Brief: Recast the lines of data below as a JSON list of strings, one string per line, skipping blank lines, starting with the line containing "Look at the photo above. For every instance of the woman" and going on through the line containing "pixel 133 108".

Object pointing data rows
---*---

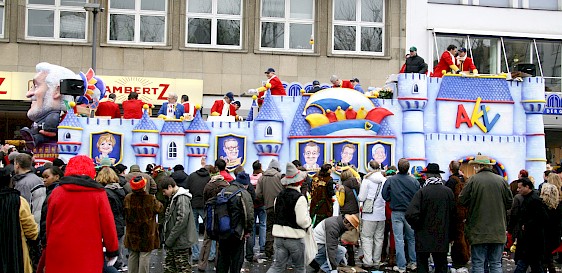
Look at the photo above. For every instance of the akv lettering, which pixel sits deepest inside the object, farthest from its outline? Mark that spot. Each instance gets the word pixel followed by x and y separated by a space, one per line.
pixel 479 111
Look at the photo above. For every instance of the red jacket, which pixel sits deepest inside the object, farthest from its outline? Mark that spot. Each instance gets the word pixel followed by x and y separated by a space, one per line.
pixel 79 217
pixel 467 65
pixel 219 104
pixel 444 64
pixel 132 109
pixel 345 84
pixel 108 108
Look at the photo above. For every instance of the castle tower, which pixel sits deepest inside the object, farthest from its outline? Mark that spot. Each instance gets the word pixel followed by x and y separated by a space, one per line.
pixel 268 131
pixel 197 140
pixel 412 95
pixel 145 140
pixel 69 135
pixel 533 100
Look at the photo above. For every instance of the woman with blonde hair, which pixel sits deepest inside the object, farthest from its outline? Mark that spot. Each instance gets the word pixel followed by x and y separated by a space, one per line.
pixel 116 195
pixel 550 195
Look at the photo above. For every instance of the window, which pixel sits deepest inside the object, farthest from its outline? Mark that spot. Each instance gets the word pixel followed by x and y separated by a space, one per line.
pixel 56 19
pixel 172 150
pixel 358 27
pixel 287 25
pixel 138 21
pixel 214 23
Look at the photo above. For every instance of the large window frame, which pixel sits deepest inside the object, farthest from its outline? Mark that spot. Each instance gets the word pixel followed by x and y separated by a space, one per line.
pixel 57 8
pixel 359 25
pixel 137 12
pixel 287 21
pixel 214 16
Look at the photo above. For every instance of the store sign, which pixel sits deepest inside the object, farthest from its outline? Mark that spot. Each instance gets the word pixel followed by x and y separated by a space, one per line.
pixel 14 86
pixel 553 104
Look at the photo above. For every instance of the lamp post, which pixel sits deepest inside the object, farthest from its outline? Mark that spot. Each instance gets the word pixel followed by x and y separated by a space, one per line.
pixel 95 8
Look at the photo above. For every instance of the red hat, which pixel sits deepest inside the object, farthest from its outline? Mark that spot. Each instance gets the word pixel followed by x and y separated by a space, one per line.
pixel 137 183
pixel 80 165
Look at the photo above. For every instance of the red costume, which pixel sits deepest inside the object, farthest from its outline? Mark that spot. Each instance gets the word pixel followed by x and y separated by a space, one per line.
pixel 445 63
pixel 218 106
pixel 345 84
pixel 108 108
pixel 133 108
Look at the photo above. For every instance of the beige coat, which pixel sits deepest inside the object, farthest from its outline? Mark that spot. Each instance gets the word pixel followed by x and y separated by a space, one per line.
pixel 29 230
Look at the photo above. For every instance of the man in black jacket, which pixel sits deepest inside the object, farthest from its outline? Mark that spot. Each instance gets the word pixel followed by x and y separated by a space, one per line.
pixel 415 63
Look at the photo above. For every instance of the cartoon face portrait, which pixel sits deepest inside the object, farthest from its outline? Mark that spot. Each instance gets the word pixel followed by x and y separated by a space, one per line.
pixel 107 145
pixel 311 153
pixel 379 152
pixel 231 149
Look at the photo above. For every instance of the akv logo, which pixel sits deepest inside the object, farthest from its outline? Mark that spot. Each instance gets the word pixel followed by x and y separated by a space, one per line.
pixel 479 117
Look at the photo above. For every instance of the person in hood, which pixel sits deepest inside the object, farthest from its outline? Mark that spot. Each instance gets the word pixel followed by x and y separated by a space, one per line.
pixel 373 216
pixel 179 226
pixel 80 222
pixel 116 195
pixel 196 182
pixel 269 186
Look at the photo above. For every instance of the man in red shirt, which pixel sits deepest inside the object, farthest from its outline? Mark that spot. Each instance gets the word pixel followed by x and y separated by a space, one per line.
pixel 465 63
pixel 336 82
pixel 447 62
pixel 132 108
pixel 109 108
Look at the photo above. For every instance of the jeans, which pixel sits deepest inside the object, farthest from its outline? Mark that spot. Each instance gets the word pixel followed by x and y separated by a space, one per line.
pixel 492 253
pixel 259 213
pixel 372 235
pixel 403 231
pixel 195 248
pixel 322 258
pixel 288 249
pixel 522 266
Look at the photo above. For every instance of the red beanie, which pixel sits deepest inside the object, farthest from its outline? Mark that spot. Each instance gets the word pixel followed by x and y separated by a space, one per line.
pixel 80 165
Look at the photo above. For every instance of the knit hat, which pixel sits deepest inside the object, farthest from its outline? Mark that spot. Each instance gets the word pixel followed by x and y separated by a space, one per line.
pixel 137 183
pixel 80 165
pixel 274 164
pixel 292 175
pixel 243 178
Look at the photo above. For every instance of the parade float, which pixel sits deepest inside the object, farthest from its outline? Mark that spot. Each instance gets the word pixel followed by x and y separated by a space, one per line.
pixel 425 120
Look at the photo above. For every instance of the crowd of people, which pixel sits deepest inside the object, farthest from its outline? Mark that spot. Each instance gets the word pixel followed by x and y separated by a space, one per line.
pixel 79 216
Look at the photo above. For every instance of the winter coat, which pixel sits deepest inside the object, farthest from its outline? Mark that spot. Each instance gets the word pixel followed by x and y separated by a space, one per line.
pixel 399 189
pixel 179 226
pixel 431 215
pixel 488 198
pixel 350 205
pixel 116 195
pixel 180 177
pixel 80 223
pixel 530 240
pixel 140 210
pixel 150 188
pixel 371 189
pixel 196 186
pixel 31 188
pixel 269 186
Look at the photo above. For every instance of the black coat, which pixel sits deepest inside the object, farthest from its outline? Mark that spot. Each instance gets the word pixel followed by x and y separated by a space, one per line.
pixel 531 220
pixel 431 215
pixel 196 185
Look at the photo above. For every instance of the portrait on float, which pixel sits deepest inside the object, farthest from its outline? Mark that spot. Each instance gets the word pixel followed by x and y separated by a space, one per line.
pixel 232 149
pixel 311 154
pixel 106 144
pixel 379 151
pixel 345 153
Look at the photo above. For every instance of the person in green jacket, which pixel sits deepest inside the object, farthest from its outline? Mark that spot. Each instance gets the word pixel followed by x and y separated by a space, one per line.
pixel 488 198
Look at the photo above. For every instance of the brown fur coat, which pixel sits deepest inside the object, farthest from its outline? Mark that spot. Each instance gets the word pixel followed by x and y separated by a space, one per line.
pixel 140 217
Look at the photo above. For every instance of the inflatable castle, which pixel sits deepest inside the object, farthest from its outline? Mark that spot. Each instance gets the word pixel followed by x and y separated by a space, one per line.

---*---

Expected answer:
[
  "Look at the photo above. For every instance of the woman with blonde hair, which pixel sits deepest inside the object, farthest from its outline? Mark that spot. Each instance gets the word pixel followed by x and y separated by a space, one per line.",
  "pixel 116 195",
  "pixel 550 195",
  "Look at the photo above. For every instance of the window, which pixel sits deepest inside the object, farthest from its outline? Mark that spot. Each instance gets the word pixel followed by x and y separated by a space, one per line.",
  "pixel 56 19",
  "pixel 172 150",
  "pixel 358 27",
  "pixel 287 25",
  "pixel 138 21",
  "pixel 214 23",
  "Look at the photo above. For every instance of the large window frame, which pixel sits deepest inside the object, farthest from its outline? Mark that spot. Each instance gets the word pixel followed by x and y separated by a space, one per line.",
  "pixel 57 8",
  "pixel 359 25",
  "pixel 137 12",
  "pixel 287 21",
  "pixel 214 16",
  "Look at the photo above. For every instance of the store sign, which pixel sits deepest inside the object, farthest from its outline? Mark that spot. Each instance gets the word pixel followed by x and y separated by a space, one per line.",
  "pixel 14 86",
  "pixel 553 104",
  "Look at the photo above. For every instance of the lamp post, which pixel sits deepest inside the object, farthest from its outline? Mark that spot. Each instance gets the word pixel followed by x and y separated by a space, one per line.",
  "pixel 95 8",
  "Look at the photo above. For every instance of the red hat, which pixel sits deepest inside the object, farthest from its outline? Mark that spot. Each instance gets the word pixel followed by x and y separated by a space, one per line.",
  "pixel 137 183",
  "pixel 80 165",
  "Look at the photo above. For every instance of the red costume, which pixel sits deepest inside the object, farthest from its outline? Mark that spot. Each instance gets the word pixel followed by x and y separated by a space, one per line.",
  "pixel 445 63",
  "pixel 218 106",
  "pixel 345 84",
  "pixel 108 108",
  "pixel 133 108"
]